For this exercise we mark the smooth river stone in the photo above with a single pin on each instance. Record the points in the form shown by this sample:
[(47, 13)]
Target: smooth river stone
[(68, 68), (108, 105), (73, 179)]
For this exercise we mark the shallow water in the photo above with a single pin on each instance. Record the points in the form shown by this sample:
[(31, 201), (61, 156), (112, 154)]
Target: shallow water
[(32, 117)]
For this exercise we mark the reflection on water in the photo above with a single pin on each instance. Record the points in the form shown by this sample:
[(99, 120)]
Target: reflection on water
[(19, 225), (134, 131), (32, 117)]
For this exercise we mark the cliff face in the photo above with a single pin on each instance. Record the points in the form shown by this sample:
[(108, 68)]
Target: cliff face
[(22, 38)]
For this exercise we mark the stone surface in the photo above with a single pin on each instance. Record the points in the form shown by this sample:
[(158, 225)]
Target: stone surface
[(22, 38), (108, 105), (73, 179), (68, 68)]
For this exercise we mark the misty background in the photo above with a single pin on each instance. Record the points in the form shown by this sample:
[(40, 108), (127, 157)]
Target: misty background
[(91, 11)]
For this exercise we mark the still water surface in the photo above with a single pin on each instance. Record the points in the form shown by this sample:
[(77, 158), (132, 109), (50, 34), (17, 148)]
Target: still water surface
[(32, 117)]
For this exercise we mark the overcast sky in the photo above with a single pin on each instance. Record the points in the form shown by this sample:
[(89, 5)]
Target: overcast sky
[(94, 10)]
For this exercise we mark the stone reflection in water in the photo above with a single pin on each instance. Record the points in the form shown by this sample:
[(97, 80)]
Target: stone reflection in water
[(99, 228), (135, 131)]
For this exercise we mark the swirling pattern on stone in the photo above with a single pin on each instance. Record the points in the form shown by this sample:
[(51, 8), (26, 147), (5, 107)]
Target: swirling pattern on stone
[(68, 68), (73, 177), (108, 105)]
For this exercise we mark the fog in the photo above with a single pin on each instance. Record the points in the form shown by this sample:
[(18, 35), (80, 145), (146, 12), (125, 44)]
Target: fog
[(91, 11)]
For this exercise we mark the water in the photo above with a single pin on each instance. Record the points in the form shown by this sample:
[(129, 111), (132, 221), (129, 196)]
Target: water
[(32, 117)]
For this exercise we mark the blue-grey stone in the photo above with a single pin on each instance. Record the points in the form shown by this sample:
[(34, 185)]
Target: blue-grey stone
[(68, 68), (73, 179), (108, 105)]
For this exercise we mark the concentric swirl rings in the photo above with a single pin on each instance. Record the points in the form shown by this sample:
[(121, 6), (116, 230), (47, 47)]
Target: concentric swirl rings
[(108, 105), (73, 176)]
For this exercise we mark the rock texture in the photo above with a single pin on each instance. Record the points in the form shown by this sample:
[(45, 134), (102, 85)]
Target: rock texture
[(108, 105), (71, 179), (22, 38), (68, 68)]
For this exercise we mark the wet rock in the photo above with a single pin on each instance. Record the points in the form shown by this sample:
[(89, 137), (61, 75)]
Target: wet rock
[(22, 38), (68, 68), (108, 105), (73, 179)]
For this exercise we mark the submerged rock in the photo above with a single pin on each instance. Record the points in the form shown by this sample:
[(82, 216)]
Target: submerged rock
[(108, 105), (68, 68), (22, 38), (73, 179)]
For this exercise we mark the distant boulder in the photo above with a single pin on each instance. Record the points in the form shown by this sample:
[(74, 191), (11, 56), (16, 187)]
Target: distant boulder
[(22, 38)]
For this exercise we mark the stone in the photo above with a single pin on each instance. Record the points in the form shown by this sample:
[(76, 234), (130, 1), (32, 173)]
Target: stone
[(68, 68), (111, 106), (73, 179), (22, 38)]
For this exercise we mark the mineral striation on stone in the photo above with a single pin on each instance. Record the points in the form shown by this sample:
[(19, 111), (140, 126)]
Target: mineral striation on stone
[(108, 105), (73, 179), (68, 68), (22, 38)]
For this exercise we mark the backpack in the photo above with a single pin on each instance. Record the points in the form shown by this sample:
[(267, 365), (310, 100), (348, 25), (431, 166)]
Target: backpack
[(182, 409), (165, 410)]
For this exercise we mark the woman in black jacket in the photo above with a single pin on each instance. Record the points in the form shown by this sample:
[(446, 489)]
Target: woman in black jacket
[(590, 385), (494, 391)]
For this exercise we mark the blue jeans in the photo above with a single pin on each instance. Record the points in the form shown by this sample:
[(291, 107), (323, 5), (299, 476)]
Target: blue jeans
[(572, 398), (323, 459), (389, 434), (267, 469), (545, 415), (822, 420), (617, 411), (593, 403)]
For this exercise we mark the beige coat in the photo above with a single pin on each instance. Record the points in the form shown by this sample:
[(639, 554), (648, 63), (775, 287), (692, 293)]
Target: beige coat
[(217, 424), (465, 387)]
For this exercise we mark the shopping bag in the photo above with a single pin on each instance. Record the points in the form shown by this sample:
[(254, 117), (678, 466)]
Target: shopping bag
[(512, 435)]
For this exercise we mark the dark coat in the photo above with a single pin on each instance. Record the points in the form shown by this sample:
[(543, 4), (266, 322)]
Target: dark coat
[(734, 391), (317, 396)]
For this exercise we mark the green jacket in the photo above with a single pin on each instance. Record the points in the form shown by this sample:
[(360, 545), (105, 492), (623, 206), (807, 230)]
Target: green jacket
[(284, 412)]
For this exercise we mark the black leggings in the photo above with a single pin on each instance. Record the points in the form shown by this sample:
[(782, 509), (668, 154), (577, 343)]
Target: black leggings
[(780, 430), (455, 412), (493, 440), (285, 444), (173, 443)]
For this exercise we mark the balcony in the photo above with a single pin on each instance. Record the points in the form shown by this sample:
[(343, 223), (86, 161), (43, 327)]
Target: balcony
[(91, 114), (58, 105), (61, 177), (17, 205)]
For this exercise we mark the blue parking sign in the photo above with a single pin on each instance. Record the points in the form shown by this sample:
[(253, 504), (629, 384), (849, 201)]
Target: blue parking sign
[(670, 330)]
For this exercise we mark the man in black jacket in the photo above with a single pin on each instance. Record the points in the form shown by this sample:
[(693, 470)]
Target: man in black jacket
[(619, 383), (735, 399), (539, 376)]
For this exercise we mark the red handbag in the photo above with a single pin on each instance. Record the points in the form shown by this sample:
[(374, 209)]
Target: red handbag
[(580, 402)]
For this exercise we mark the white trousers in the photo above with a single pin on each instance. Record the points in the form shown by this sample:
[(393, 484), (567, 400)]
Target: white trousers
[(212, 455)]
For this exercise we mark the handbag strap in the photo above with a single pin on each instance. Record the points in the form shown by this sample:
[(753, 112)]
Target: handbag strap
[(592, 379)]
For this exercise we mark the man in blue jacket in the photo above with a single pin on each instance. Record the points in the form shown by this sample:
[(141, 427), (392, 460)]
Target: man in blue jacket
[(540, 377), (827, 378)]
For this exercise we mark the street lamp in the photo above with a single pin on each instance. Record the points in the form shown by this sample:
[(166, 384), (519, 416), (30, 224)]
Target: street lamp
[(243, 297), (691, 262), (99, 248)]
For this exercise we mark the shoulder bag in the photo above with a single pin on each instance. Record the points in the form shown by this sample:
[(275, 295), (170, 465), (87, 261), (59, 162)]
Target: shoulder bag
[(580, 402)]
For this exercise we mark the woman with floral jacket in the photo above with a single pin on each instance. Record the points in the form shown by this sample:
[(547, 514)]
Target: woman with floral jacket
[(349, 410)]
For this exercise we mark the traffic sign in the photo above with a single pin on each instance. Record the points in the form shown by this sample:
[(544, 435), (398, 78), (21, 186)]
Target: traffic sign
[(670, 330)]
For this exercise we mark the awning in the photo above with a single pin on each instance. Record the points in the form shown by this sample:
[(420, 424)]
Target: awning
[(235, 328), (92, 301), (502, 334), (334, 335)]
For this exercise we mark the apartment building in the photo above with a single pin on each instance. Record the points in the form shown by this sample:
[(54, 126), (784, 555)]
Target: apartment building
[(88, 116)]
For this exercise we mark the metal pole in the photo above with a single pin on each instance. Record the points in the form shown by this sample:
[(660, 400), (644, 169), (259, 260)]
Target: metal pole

**Exercise**
Rewrite the stretch of material from the line containing "For this exercise we mark the white" through the line containing "[(212, 455)]", changing "trousers" to "pants" and leaving everything else unchanged.

**Exercise output**
For this exercise we mark the white pants in the photo above with a single pin on each instance. Record the points in the form shown by this sample:
[(393, 484), (567, 400)]
Target: white pants
[(212, 455)]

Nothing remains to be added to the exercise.